**** PROVIDED INFORMATION ****

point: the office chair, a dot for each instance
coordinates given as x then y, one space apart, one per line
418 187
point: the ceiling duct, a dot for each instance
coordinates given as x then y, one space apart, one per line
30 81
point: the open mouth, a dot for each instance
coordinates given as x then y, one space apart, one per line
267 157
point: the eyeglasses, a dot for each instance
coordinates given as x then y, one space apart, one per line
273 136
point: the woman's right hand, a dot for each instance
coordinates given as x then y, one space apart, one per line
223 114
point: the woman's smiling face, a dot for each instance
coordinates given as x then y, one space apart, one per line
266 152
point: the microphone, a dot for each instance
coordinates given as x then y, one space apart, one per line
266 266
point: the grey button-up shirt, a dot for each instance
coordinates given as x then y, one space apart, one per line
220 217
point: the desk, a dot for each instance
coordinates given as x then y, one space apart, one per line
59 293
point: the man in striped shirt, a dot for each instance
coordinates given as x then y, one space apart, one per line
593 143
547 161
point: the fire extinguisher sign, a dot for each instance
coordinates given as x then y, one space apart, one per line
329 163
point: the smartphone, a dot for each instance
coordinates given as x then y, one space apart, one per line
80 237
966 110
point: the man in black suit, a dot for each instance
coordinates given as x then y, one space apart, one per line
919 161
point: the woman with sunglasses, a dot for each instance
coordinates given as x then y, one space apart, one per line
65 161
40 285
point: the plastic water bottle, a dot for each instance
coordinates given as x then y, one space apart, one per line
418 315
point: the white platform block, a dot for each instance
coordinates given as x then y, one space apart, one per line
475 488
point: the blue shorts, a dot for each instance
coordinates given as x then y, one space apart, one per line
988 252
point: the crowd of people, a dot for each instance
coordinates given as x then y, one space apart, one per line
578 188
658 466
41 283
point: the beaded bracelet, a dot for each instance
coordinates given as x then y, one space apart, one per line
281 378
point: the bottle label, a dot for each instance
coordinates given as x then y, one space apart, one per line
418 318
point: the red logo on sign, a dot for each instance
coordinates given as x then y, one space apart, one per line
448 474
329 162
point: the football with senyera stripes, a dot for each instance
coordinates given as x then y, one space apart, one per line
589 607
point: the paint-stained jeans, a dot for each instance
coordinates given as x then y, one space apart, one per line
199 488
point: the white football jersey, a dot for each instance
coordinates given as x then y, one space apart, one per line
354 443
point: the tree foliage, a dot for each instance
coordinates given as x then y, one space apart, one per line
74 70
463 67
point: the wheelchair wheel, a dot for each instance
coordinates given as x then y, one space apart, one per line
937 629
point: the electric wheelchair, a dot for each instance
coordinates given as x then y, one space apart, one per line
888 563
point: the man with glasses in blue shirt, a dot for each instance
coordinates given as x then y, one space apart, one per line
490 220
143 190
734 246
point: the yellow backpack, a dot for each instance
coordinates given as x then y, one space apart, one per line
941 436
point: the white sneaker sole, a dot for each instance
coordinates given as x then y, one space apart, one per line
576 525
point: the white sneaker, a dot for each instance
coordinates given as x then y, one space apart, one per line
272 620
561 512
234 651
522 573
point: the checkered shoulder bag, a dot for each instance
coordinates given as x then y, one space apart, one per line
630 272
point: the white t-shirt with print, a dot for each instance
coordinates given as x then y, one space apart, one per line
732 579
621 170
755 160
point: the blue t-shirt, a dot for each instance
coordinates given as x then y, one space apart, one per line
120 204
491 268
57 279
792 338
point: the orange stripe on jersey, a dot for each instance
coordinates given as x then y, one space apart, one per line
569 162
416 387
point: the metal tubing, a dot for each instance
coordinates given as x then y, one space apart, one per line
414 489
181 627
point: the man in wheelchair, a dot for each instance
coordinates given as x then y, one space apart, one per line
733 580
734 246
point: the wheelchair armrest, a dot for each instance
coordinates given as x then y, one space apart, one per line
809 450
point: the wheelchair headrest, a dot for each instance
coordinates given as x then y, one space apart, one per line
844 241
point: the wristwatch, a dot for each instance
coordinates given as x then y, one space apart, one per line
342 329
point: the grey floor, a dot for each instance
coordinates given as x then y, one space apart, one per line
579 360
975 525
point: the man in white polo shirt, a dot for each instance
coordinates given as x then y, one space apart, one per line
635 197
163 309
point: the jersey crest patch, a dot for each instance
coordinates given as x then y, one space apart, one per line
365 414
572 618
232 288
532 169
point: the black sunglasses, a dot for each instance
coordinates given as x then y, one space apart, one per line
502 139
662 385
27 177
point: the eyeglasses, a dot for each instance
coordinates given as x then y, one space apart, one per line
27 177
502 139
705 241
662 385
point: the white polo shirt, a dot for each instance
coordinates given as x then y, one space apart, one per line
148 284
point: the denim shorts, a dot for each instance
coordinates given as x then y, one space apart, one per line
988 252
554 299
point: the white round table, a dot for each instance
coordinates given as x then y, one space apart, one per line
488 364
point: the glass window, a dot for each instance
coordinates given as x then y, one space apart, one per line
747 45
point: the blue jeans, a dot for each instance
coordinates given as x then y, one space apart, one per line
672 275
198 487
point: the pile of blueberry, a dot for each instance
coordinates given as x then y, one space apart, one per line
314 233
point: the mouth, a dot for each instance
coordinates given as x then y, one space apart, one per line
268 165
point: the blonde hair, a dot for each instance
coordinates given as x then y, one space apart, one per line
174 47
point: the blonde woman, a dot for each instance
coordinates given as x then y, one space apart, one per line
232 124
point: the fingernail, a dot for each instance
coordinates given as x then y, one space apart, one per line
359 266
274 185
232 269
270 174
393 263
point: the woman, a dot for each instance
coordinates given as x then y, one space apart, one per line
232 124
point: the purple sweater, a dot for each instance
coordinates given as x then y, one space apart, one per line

****

*WORK TO BE COMPLETED*.
Make an exact copy of the data above.

*CORRECT ANSWER*.
point: the office chair, a dot for each instance
coordinates given as x then y, one space apart, one per line
418 187
point: the ceiling duct, a dot for each instance
coordinates given as x then y, one space apart, one per line
30 81
point: the open mouth, a dot for each instance
coordinates given as x then y, one space apart, one per line
267 157
point: the eyeglasses, a dot for each instance
coordinates given as x then y, one space apart, one per line
273 136
point: the woman's right hand, a dot for each instance
coordinates given as x then y, one space apart, one per line
223 114
point: the woman's smiling face, a dot for each instance
coordinates given as x then y, one space apart, one per line
266 152
point: the microphone, a dot for each instance
coordinates given as x then y, one space apart, one per line
266 266
point: the grey button-up shirt, a dot for each instance
coordinates given as x then y, one space apart, one per line
220 217
point: the desk, a dot for each instance
coordinates given as x then y, one space apart, one per line
59 293
point: the man in striped shirt, a dot for each instance
coordinates given as x then y, one space apart, one per line
593 143
547 161
point: the fire extinguisher sign, a dot for each instance
coordinates given as x then y, one space apart, one per line
329 163
point: the smartphone, a dot for each instance
coordinates given as x then y, one space apart, one per line
80 237
966 110
point: the man in black suit, a dot for each instance
coordinates given as x then y, one space apart, one per line
919 161
point: the woman with sunglasses, a dot for each instance
coordinates given as x then y, one space apart, one per line
65 161
40 285
point: the plastic water bottle, a dot for each instance
coordinates given as x then y, one space apart, one per line
418 315
point: the white platform block, a dot for each instance
coordinates given as x then y, one space apart, one per line
475 488
point: the blue shorts, a dot for each instance
coordinates given as x then y, one space apart, one per line
988 252
point: the crowd of people, a dot for each instance
coordinates given as x then y, one space apart, one per line
578 188
658 466
41 283
point: the beaded bracelet, a dot for each instance
coordinates given as x then y, one space apart, one per line
281 378
point: the bottle label, a dot for each instance
coordinates given as x then y, one space apart, one per line
418 318
point: the red logo on sign, a dot for each instance
coordinates given as x then y, one space apart, one per line
448 474
329 162
point: the football with senyera stripes, a dot for each instance
coordinates given as x then y, one space apart, one per line
589 607
point: the paint-stained jeans, a dot for each instance
coordinates given as x then y, one space apart, one per line
199 488
point: the white football jersey, a dot for each instance
coordinates given as x then y, one space apart, one per line
354 443
point: the tree foliage, a dot for each instance
coordinates given as x then y, one space apart, one per line
74 70
463 67
point: the wheelchair wheel, a dot for each instance
coordinates given as x then y, one space apart, one per line
937 629
point: the electric wheelchair, a dot for each instance
coordinates given as x then y, one space apart, one per line
888 563
point: the man with glasses in blue shirt, a dot for each instance
coordinates given as x then y, one space apart, one per line
490 220
143 190
734 246
point: the yellow backpack, a dot for each instance
coordinates given as x then y, one space apart, one per line
941 436
point: the white sneaker sole, a dot for each instance
coordinates given as x then y, one space apart, one per line
576 525
point: the white sneaker, a dot for each instance
coordinates given as x then y, one space apart, one per line
272 620
561 512
234 651
522 573
point: the checkered shoulder bag, a dot for each instance
coordinates given as x then y, one space apart, one per line
630 272
point: the white t-shirt with print, a dot for each instance
coordinates given as x then y, one space apart, one per line
732 579
621 170
755 160
point: the blue t-shirt, a dot for each instance
coordinates given as x then y, one space apart, one per line
120 204
491 268
57 279
792 338
point: the orange stripe on jersey, a dot for each instance
coordinates given as x then y, one space apart, one per line
569 162
416 387
point: the metal tubing, a dot for each instance
coordinates given as x then y, one space apart, one per line
414 489
181 627
point: the man in wheelchair, a dot for each instance
coordinates given as x then y, one space apart, one per line
733 580
734 246
point: the wheelchair armrest, a dot for each instance
coordinates given as x then y, one space apart, one per line
809 450
point: the wheelchair headrest, a dot for each instance
coordinates given as x then y, one space apart, one per line
844 241
point: the wristwatch, a dot for each instance
coordinates given as x then y, one space apart, one per line
342 329
point: the grey floor, a dot for each instance
coordinates given as x then y, one space apart, one per line
579 360
975 525
point: the man in white polo shirt, a dot for each instance
coordinates given as x then y, one space apart, one per line
635 197
163 309
point: the jersey crest patch, a dot for each instance
coordinates given as x then y, one space apart, one per line
365 414
572 618
232 288
532 169
point: the black sunglasses, a dot for each instance
coordinates given as x then y, one space apart, one per line
502 139
662 385
27 177
point: the eyeglasses, a dot for each instance
coordinates given as x then y, one space apart, one per line
27 177
502 139
705 241
662 385
point: the white polo shirt, a dot for each instance
coordinates given as x then y, one space apart, one per line
148 284
point: the denim shorts, a dot for each instance
coordinates given as x then y, one space apart, one per line
988 252
554 299
point: the white round table, a dot for each instance
coordinates given as x then y, one space apart, one per line
488 364
point: the glass window, a dot for each instance
coordinates given as x then y, one space apart, one per line
747 45
point: the blue jeans, a dot for each instance
coordinates given as x then y, one space apart, one per line
672 275
198 487
point: the pile of blueberry, a dot for each instance
coordinates given as x then y, one space apart, one per line
314 233
point: the mouth, a dot for each instance
coordinates given as x then y, one space apart, one per line
268 165
point: the blonde hair, a dot for each instance
coordinates given as x then y, one space apart, one per line
174 47
point: the blonde woman, a dot for each instance
coordinates given as x then y, one space apart, one per line
232 124
point: the fingernail, a dot for each instance
coordinates given as x then y, one space apart, one per line
359 266
274 185
232 269
270 174
393 263
point: the woman, a dot for each instance
coordinates given as x then y, one space apart, one per line
232 124
point: the purple sweater, a dot for each instance
coordinates given as x then y, one space apart, one per line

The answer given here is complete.